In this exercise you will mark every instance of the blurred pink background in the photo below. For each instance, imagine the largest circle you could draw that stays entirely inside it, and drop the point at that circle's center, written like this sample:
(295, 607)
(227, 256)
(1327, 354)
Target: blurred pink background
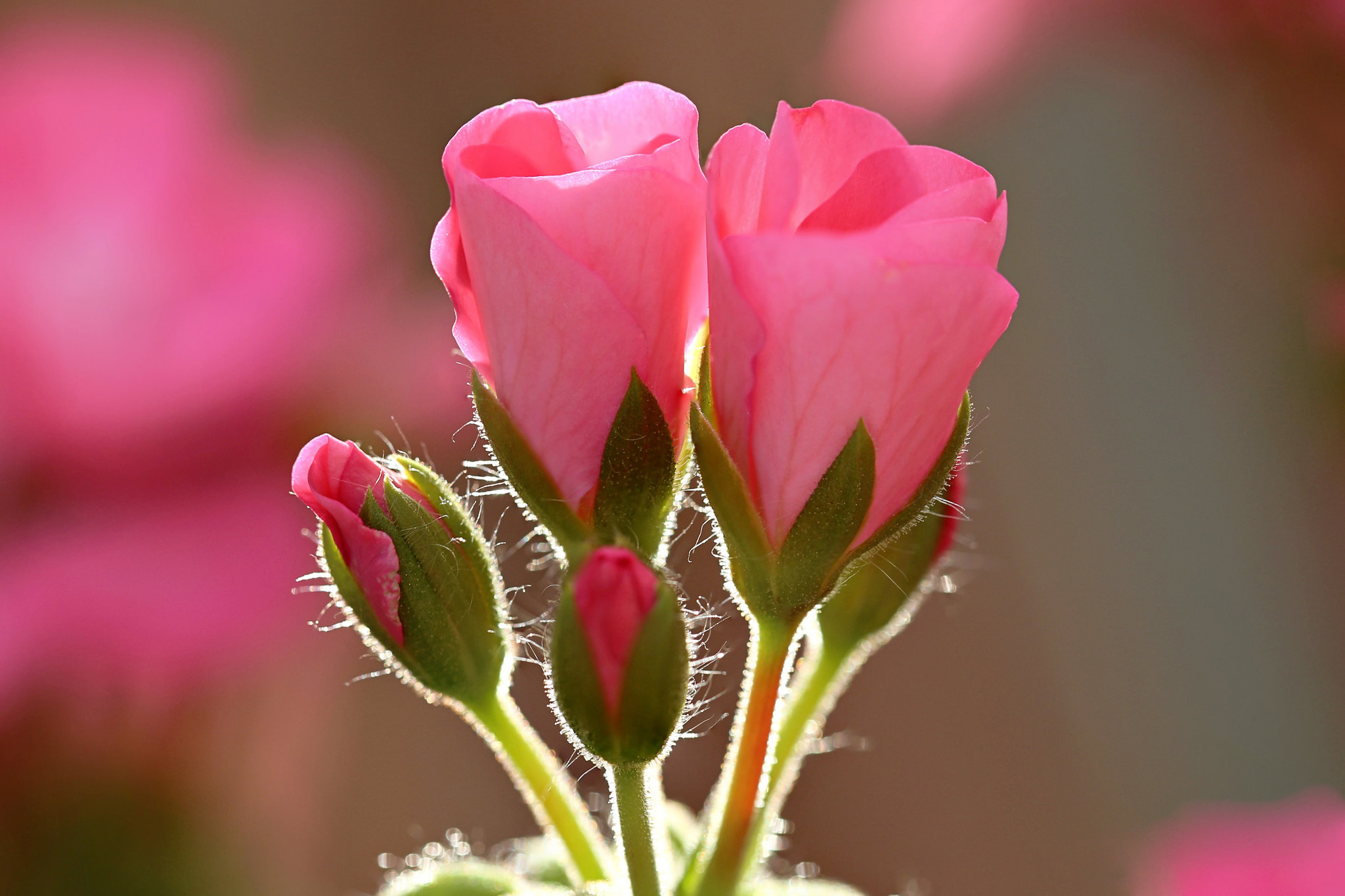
(214, 224)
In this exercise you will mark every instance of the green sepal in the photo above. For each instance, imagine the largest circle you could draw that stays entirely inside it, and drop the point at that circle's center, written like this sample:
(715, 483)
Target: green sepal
(531, 484)
(797, 887)
(655, 685)
(872, 593)
(464, 878)
(929, 490)
(749, 557)
(452, 620)
(353, 597)
(817, 545)
(704, 389)
(653, 692)
(541, 860)
(639, 473)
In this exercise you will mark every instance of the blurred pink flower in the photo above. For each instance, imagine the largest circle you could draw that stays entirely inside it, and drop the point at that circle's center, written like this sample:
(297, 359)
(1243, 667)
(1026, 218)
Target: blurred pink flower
(852, 277)
(1296, 848)
(163, 277)
(575, 251)
(917, 58)
(151, 599)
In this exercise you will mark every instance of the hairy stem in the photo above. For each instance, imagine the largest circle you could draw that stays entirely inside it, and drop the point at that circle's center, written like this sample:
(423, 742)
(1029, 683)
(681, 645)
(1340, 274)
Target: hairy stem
(549, 792)
(821, 680)
(635, 825)
(725, 856)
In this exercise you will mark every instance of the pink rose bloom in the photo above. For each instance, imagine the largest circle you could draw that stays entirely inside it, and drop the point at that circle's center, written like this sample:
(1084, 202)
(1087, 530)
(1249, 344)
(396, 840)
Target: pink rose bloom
(163, 278)
(332, 479)
(852, 276)
(613, 593)
(1296, 848)
(575, 251)
(152, 598)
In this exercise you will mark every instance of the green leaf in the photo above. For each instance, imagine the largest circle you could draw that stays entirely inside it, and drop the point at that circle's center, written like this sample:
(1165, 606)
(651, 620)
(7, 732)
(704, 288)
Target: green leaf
(575, 683)
(460, 524)
(464, 878)
(655, 685)
(872, 591)
(929, 490)
(797, 887)
(653, 692)
(816, 548)
(533, 485)
(751, 559)
(704, 391)
(354, 598)
(638, 477)
(452, 618)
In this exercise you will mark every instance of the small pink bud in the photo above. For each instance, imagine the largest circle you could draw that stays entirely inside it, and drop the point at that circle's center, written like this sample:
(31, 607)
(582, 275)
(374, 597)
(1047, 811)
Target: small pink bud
(613, 593)
(332, 479)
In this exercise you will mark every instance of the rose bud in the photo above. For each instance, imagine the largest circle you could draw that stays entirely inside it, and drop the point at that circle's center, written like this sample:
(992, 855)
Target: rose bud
(410, 566)
(575, 255)
(853, 295)
(879, 597)
(619, 658)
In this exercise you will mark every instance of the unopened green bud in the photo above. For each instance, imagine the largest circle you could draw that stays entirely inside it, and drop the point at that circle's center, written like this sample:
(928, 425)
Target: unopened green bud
(880, 593)
(412, 567)
(619, 658)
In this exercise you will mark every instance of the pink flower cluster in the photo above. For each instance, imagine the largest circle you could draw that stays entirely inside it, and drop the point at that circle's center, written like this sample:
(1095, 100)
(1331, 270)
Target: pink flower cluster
(847, 276)
(165, 286)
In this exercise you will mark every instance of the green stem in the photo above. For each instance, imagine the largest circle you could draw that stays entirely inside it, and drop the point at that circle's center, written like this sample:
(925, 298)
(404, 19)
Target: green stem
(822, 679)
(549, 792)
(740, 789)
(635, 826)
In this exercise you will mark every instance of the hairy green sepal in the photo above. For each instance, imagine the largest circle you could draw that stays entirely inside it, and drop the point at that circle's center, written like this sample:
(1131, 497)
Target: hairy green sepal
(872, 593)
(639, 475)
(789, 582)
(530, 481)
(816, 548)
(466, 878)
(749, 555)
(451, 609)
(653, 692)
(930, 489)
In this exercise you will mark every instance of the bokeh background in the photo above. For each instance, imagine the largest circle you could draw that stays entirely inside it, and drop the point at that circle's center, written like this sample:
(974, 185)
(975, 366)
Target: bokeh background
(214, 223)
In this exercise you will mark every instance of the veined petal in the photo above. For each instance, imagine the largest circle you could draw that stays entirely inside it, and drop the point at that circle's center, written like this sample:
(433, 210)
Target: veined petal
(563, 344)
(848, 336)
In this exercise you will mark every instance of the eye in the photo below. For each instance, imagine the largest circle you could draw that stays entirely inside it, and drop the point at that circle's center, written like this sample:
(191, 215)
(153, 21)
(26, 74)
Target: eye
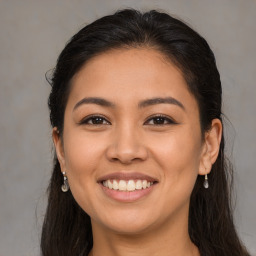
(160, 120)
(95, 120)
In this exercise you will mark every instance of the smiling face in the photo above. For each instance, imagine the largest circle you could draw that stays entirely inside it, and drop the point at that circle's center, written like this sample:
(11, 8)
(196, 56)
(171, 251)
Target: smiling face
(130, 121)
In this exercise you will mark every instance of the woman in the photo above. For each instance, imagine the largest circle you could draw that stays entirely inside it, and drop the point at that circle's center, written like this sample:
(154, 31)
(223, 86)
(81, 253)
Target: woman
+===+
Exercise requirements =>
Your job is to transcribe the entries above exactly; skip the pictures.

Task result =>
In this exercise you will mark every instance of the blurred pink background in the photo below. For each instance, imagine the largest circle you could draw that stays entirely inside it, and drop the point at that circle's center, written like this sample:
(295, 607)
(227, 256)
(1327, 354)
Target: blurred pink background
(214, 224)
In this exercise you will mark every instance of the green sepal in the photo above. For each instance, imagine the largest circle you could draw that stays entirely inside it, and drop the point at that circle's center, written like this sample:
(715, 483)
Target: green sepal
(531, 484)
(797, 887)
(655, 685)
(872, 593)
(464, 878)
(929, 490)
(749, 557)
(452, 620)
(353, 597)
(817, 545)
(704, 389)
(653, 692)
(541, 860)
(639, 473)
In this exercise you will mark every instance of the blurred pink flower in the photo above. For each instance, imagine the largest circle you could draw that stays entirely inside it, and drop the point at that circle's center, written like this sample:
(297, 359)
(1243, 667)
(1026, 218)
Target: blurred pink flower
(852, 277)
(1296, 848)
(163, 277)
(575, 251)
(917, 58)
(151, 599)
In this exercise you will mark every instance of the hairy stem in the photo above. For each instance, imagine the largest circle you could draw that stays entirely inside it, and drop the point at that circle's center, written like this sample:
(423, 742)
(1029, 683)
(681, 645)
(1340, 274)
Target: hairy stem
(549, 792)
(821, 680)
(635, 825)
(725, 856)
In this exercise you will mark every instance of the pink rose bloom in the photo above. For each instance, imagine the largest circle you could draw that stays entirely inside it, and drop the point at that circle's center, written like this sample:
(1084, 202)
(1087, 530)
(1249, 344)
(396, 840)
Target: pink rose bloom
(163, 278)
(332, 479)
(852, 276)
(613, 593)
(1296, 848)
(575, 251)
(152, 598)
In this exercise you will mark every instance of the green leaf in the photo above. For each instance, imagine the largest circle you could draw that stays entirely inside it, and drop the point at that circle's center, written like this sample:
(1165, 606)
(651, 620)
(7, 732)
(704, 288)
Target: green leaf
(575, 683)
(460, 524)
(464, 878)
(655, 685)
(872, 591)
(929, 490)
(797, 887)
(653, 692)
(816, 548)
(533, 485)
(751, 559)
(704, 391)
(354, 598)
(638, 477)
(452, 618)
In this exercise you will mark every instance of the small pink bud in the photo above. For each instance, imagine the largest circle you could draw that stays entirely inside it, and drop the point at that circle's center, written like this sample:
(31, 607)
(582, 275)
(374, 597)
(1047, 811)
Target: small pink bud
(613, 593)
(332, 479)
In this exercise you will mark every instance of the rose bud in the photo above. For each instance, imagine the largest circle you could draw that stays entirely inside it, and drop the point at that circle's center, written like this sample:
(992, 855)
Target: rose bud
(410, 566)
(575, 255)
(853, 295)
(879, 597)
(619, 658)
In this exercise you will mark every instance of the unopened green bud in the photo above. For each instance, imagine the largest circle you could draw that stays entirely inside it, and drop the point at that circle's center, written like this sample:
(928, 425)
Target: unopened green bud
(880, 593)
(412, 567)
(619, 658)
In this exercise you will mark every instance of the pink flower cluster in the photo above. For each instance, imagine the largest circle you could draw that stays entirely inside it, and drop the point at that circle's center, written like this sample:
(1095, 100)
(1331, 270)
Target: pink flower cluster
(847, 276)
(165, 286)
In this exercise you will mark every instance of the green stem in the photo above. For each instance, imagine the largest circle you could draw that stays entirely inside it, and drop the point at that circle's center, written like this sample:
(925, 298)
(404, 19)
Target: green stem
(822, 679)
(549, 792)
(740, 789)
(635, 826)
In this exercise you will mark every instance of the hairy green sepal in the photo above. For each instance, imagine the largest circle you could draw that stays entirely inside it, and drop the point at that circle's center, written like this sample:
(1131, 497)
Target: hairy green sepal
(872, 593)
(639, 475)
(789, 582)
(530, 481)
(816, 548)
(466, 878)
(749, 555)
(451, 609)
(653, 692)
(930, 489)
In this exercise you will mark every instance of the bokeh background in the photo above. For each instance, imagine the largest circle you could draw that stays entirely inside it, and drop the point at that circle's center, written like this sample:
(974, 185)
(975, 366)
Target: bokeh background
(214, 223)
In this exercise you will mark every instance of the veined petal in the photo above. For each instance, imagine the largest circle you could draw that stays entirely inside it, and drop the point at that circle's center, written like this sample:
(433, 210)
Target: veined petal
(563, 344)
(848, 336)
In this exercise you will mark every instance of the eye in the photo below. For each instance, imagine the largest circle you could draw that stays entirely inside it, and drop the point at that circle's center, written like this sample:
(191, 215)
(153, 21)
(26, 74)
Target: eye
(160, 120)
(95, 120)
In this exercise you will mark every instance of the smiling face in the photo above. For each instance, imagine the largest circle you could draw that stays entirely inside it, and drop the point at that circle's center, written like this sample:
(11, 8)
(196, 56)
(171, 251)
Target: smiling face
(130, 121)
In this exercise you will mark every instance of the woman in the photo above. For each instance, imagine the largest circle you could draw that stays entirely inside it, and drop the point at that circle's center, written like this sample:
(154, 31)
(223, 86)
(81, 253)
Target: woman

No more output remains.